Source material
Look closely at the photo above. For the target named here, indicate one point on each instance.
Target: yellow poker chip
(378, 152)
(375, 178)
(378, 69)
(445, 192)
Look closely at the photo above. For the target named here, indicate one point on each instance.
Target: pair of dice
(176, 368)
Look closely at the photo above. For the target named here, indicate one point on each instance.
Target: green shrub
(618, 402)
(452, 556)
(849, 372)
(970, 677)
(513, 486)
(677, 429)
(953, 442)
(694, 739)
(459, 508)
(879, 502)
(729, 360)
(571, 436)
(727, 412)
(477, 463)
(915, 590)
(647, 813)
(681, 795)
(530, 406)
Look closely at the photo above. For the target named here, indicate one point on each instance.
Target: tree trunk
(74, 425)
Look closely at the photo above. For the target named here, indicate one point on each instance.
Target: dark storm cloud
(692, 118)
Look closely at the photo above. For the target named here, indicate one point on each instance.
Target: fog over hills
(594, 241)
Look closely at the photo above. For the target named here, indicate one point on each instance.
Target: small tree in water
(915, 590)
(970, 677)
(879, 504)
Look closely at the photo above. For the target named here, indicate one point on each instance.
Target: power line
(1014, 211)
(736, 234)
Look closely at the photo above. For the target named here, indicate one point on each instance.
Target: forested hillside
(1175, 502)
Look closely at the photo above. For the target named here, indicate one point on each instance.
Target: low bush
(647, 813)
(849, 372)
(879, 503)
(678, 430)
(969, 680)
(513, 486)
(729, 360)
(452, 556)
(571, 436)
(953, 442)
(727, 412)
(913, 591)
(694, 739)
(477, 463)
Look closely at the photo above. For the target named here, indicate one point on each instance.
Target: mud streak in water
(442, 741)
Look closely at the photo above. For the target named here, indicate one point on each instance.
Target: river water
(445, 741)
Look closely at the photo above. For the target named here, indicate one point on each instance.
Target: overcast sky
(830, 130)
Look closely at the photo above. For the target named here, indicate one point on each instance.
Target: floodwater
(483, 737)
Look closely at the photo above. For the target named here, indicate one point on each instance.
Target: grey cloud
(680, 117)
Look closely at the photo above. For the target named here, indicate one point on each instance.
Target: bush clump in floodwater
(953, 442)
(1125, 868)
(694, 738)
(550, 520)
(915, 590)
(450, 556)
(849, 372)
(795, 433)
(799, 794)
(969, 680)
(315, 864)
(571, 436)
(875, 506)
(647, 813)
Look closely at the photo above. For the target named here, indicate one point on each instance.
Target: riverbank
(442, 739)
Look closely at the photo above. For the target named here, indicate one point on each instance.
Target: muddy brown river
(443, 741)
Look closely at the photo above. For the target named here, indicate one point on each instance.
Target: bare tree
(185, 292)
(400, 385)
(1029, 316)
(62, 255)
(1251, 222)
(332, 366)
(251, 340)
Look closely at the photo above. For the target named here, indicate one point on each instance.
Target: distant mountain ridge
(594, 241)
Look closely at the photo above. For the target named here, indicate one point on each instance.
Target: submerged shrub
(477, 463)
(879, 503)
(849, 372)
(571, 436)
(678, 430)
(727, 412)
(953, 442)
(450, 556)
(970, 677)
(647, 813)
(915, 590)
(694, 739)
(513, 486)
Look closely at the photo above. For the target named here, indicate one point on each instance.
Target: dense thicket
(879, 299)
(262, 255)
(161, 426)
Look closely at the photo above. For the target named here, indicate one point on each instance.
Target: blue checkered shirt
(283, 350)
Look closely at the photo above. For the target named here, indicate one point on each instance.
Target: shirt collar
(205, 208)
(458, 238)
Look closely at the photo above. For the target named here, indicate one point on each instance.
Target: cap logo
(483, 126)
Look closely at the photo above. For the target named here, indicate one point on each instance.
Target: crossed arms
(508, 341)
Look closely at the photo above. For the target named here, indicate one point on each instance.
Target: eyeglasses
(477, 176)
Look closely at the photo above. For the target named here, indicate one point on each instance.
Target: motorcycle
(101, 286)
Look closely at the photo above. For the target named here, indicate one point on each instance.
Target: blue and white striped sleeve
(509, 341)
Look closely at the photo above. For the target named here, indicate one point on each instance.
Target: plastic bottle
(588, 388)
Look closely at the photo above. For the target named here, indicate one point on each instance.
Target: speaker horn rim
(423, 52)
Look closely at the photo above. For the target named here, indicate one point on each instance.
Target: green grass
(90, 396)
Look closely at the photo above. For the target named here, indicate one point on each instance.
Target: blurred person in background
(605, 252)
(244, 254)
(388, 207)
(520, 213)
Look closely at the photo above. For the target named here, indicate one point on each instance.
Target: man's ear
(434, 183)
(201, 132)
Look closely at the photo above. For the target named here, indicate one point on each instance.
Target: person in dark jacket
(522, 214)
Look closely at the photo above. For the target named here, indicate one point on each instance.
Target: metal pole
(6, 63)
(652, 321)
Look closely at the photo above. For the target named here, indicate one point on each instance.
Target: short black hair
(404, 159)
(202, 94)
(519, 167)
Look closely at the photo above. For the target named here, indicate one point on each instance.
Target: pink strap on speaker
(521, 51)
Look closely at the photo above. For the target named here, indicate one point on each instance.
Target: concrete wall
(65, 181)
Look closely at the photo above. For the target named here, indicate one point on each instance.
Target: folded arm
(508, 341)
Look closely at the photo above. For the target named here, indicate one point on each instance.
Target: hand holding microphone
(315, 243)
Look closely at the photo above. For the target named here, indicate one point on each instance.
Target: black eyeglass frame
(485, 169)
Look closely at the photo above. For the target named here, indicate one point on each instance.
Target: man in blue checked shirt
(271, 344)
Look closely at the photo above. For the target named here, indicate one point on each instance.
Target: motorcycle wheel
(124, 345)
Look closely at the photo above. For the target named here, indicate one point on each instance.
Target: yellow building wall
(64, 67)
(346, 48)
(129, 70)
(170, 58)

What you should do
All records are to be retyped exactly. None may be omitted.

Written response
Look closely at the photo above. For the target named here, indicate one point on each instance.
Target: yellow poker chip
(378, 152)
(375, 178)
(378, 69)
(445, 192)
Look closely at the photo above. For the target named here, indicate one point on each instance.
Target: pair of dice
(176, 368)
Look closely at the photo above. For the target named here, indicate one point on each instance.
Target: green shrub
(618, 402)
(452, 556)
(849, 372)
(970, 677)
(513, 486)
(677, 429)
(953, 442)
(694, 739)
(459, 508)
(879, 502)
(729, 360)
(571, 436)
(727, 412)
(477, 463)
(915, 590)
(647, 813)
(681, 795)
(530, 406)
Look closely at the photo above. For the target named here, indicate one point on each instance.
Target: tree trunk
(74, 425)
Look closely at the photo above. For the target named here, indicate one point on each instance.
Target: dark storm cloud
(692, 118)
Look closely at the photo above. For the target named here, indicate one point on each instance.
Target: fog over hills
(594, 241)
Look closely at the photo above. For the target named here, indicate one point on each instance.
Target: small tree in water
(915, 590)
(970, 677)
(879, 504)
Look closely at the photo above. For the target named here, indicate one point on each instance.
Target: power line
(1014, 211)
(736, 234)
Look closely at the photo above. For the target named here, indicate one point on each instance.
Target: forested hillside
(1175, 502)
Look closely at the photo above. For the target named here, indicate one point on each instance.
Target: low bush
(647, 813)
(849, 372)
(879, 503)
(678, 430)
(969, 680)
(513, 486)
(729, 360)
(452, 556)
(571, 436)
(953, 442)
(727, 412)
(913, 591)
(694, 739)
(477, 463)
Look closely at the photo above. For the target named here, indicate one point on each instance.
Target: mud streak in water
(442, 741)
Look closely at the photo above. For the target named here, indicate one point on each instance.
Target: river water
(445, 741)
Look closely at the photo above. For the target named here, indicate one point on each instance.
Target: overcast sky
(830, 130)
Look closely at the photo above. For the target named here, indicate one point on each instance.
Target: floodwater
(483, 737)
Look closely at the photo above. For the target named here, indicate one point on each instance.
Target: grey cloud
(680, 117)
Look closely at the photo above. For the target named here, indicate one point on each instance.
Target: bush clump in floodwater
(953, 442)
(1125, 868)
(694, 738)
(550, 520)
(915, 590)
(450, 556)
(849, 372)
(795, 433)
(799, 794)
(969, 680)
(315, 864)
(571, 436)
(875, 506)
(647, 813)
Look closely at the photo above. For the target named here, indicate one point on each instance.
Target: riverbank
(442, 739)
Look closely at the photo above. For the target named here, indicate one point on each instance.
Target: muddy brown river
(443, 741)
Look closely at the photo above. For the target named here, indicate one point on each instance.
Target: bare tree
(185, 292)
(400, 385)
(1029, 316)
(62, 255)
(1251, 222)
(332, 366)
(251, 340)
Look closely at the photo above. For the target named here, indicate one point on each instance.
Target: distant mountain ridge
(594, 241)
Look closely at the photo above. For the target named here, indicate one point on each instance.
Target: submerged shrub
(477, 463)
(879, 503)
(849, 372)
(571, 436)
(678, 430)
(727, 412)
(953, 442)
(450, 556)
(970, 677)
(647, 813)
(915, 590)
(694, 739)
(513, 486)
Look closely at the photo above. For the target named here, indicate one point on each instance.
Target: dense thicket
(879, 299)
(262, 255)
(161, 426)
Look closely at the photo above. For the target named here, indicate one point on each instance.
Target: blue checkered shirt
(283, 350)
Look closely at the photo above. For the target named here, indicate one point on each instance.
Target: shirt collar
(205, 208)
(458, 238)
Look closely at the photo above. For the target named here, indicate one point on each instance.
Target: cap logo
(483, 126)
Look closely at the photo above. For the target named here, indicate one point on each instance.
Target: crossed arms
(508, 341)
Look closely at the photo above. For the target named here, indicate one point on each instance.
Target: eyeglasses
(477, 176)
Look closely at the photo above. For the target named here, indicate one point on each instance.
Target: motorcycle
(101, 286)
Look closely at the photo above. For the target named here, indicate one point on each instance.
Target: blue and white striped sleeve
(509, 341)
Look closely at the photo above. For the target named here, indicate one point on each instance.
Target: plastic bottle
(588, 388)
Look closely at the photo above. For the target named here, indicate one point on each instance.
Target: speaker horn rim
(423, 52)
Look closely at the photo above. For the target named here, indicate one point on each instance.
Target: green grass
(90, 396)
Look closely at the photo above. For the target named here, indicate one point on each instance.
Target: blurred person in background
(605, 252)
(244, 254)
(388, 207)
(520, 213)
Look closely at the photo above. For the target named here, indicate one point on each instance.
Target: man's ear
(434, 183)
(201, 132)
Look closely at the photo above. For the target named here, indicate one point on each instance.
Target: person in dark jacket
(522, 214)
Look closely at the photo above. For the target named here, indicate one point on each instance.
Target: metal pole
(6, 63)
(652, 321)
Look closely at the photo above. For the target named here, indicate one point on each instance.
Target: short black hair
(404, 159)
(202, 94)
(519, 167)
Look closely at the photo above. For the target named here, indicate one point on each instance.
Target: pink strap on speaker
(521, 51)
Look closely at the photo above. For the target named here, indicate one point on each instance.
Target: concrete wall
(65, 181)
Look closely at the photo above. For the target named here, indicate one point on each instance.
Target: folded arm
(508, 341)
Look closely at the photo above. For the target named here, indicate one point on each instance.
Target: hand holding microphone
(315, 243)
Look closely at the photo above. For the target named here, indicate one point on each instance.
Target: black eyeglass frame
(485, 169)
Look closely at the photo above. For the target named here, indicate one point on each instance.
Target: man in blue checked shirt
(271, 344)
Look closely at the photo above. For the target named here, indicate one point on each instance.
Target: motorcycle wheel
(124, 345)
Look closely at the photo above. For the target named here, indicate one point on each instance.
Target: yellow building wall
(64, 67)
(346, 48)
(129, 70)
(170, 58)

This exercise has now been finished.